● COMPITO ASSEGNATO A: Indica se ciascuna affermazione concorda con il testo su giovani e Chiesa riportato qui sotto, rispondendo sì o no e citando le parole del testo che lo stabiliscono: (i) Chi scrive ha 34 anni. (ii) Il limite per rientrare nella categoria "giovane" è fissato intorno ai 30 anni. (iii) Secondo il testo, nessuno ha intenzione di ascoltare il mondo giovanile.
● COMPITO ASSEGNATO B:
Rispondi alle domande sul testo su giovani e Chiesa che segue:
(i) Quale data compare nel testo?
(ii) Che titolo ha la sezione numerata 1?
(iii) Tra quali due cose c'è uno scollamento nei confronti dei giovani?
● COMPITO ASSEGNATO C: Per favore, riprendi il testo su giovani e Chiesa a partire dal punto in cui si interrompe.

● TESTO DA LEGGERE:
--

Giovani e Chiesa: messi “da parte” o “in pratica”?

Nella Chiesa, certamente, ci si sta impegnando sempre di più a far parlare e ascoltare i giovani, ma l'impressione è che poi sia sempre qualcun altro che ne trarrà ogni decisione pratica...
14 Ottobre 2024

34 anni. Non sono più un ventenne ma ancora non sento di essere “classificato” come adulto. Seppure al limite (stabilito intorno ai 35 anni), qualcuno direbbe che rientro ancora nella categoria “giovane”. Etichette a parte (che durano quel che durano) rimane il fatto ben più concreto che quando mi ritrovo a partecipare a riunioni o incontri soprattutto “a sfondo” ecclesiale (per motivi di lavoro, di formazione, di svago…) anche a quest’età mi capita spesso di essere il più giovane, e potrei continuare a esserlo anche con qualche anno in più… La cosa di per sé suscita sempre un sorriso quando viene fatta notare, ma allo stesso tempo offre anche qualche considerazione più amara.

 

1. Passato e presente, un rapporto sbilanciato

In particolare rimane la sensazione che il fatto di essere il più giovane spesso e volentieri implica la quasi ovvietà (certo non-detta) di non poter essere presi seriamente.

Da più parti, non lo si può negare, c’è l’intenzione di guardare al mondo giovanile, di ascoltarlo, di farlo parlare (soprattutto pensando a chi è appena entrato in questa fascia, potremmo dire agli studenti dei primi anni universitari). L’impressione, però, è che ci si fermi qui. Si raccolgono dati, esperienze, considerazioni da cui poi qualcun altro trarrà le dovute decisioni pratiche. C’è uno scollamento, nei confronti dei giovani, tra parola e azione. Ascoltiamo tutto, facciamo parlare, ma una loro eventuale azione impaurisce. Spesso le sole parole impauriscono: troppa irruenza, troppa frenesia, troppo entusiasmo, poco realismo, poca esperienza, poca diplomazia… Ci vuole ogni tanto una bella “doccia gelata” sulle passioni e le aspirazioni giovanili troppo infiammate. E così alla fine si spegne tutto.

--

● MATERIALE RACCOLTO:
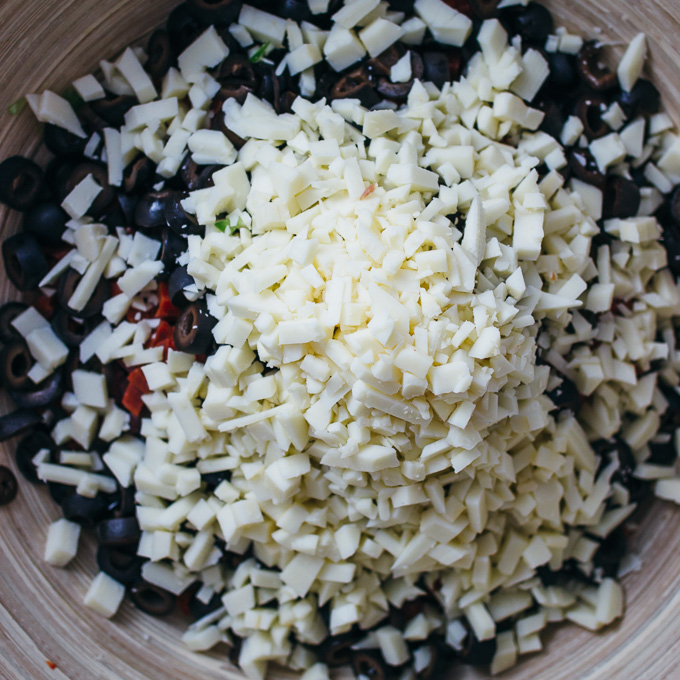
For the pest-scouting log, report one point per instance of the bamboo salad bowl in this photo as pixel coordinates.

--

● RISULTATO ATTESO A:
(i) Sì: "34 anni."
(ii) No: "(stabilito intorno ai 35 anni)"
(iii) No: "Da più parti, non lo si può negare, c’è l’intenzione di guardare al mondo giovanile, di ascoltarlo, di farlo parlare"

● RISULTATO ATTESO B:
(i) 14 Ottobre 2024
(ii) Passato e presente, un rapporto sbilanciato
(iii) Tra parola e azione

● RISULTATO ATTESO C:
Cosa vorrebbe dire “mettere in pratica” l’attenzione ai giovani, ovvero trasformare il “dare la parola” in “dare l’azione” ai giovani? Parlo chiaramente anche per interesse personale. I giovani sono parte del presente e insieme il suo futuro. Gli altri sono l’altra parte del presente e il suo passato (sempre più nutrito, per ragioni che ben conosciamo). Ho assistito (troppo) spesso a incontri dove a farla da padrone è stato il compromesso. Si può toccare con mano, in queste occasioni, lo sguardo burbero e accigliato del passato, che punta il dito e vuole farti sentire in colpa: “Non mi starai mettendo da parte, vero? Con tutto quello che ho fatto”. E così, all’insegna del rispetto e della riverenza, si cerca in ogni modo di creare uno spazio di convivenza tra il presente e il passato, mettendoli sullo stesso piano.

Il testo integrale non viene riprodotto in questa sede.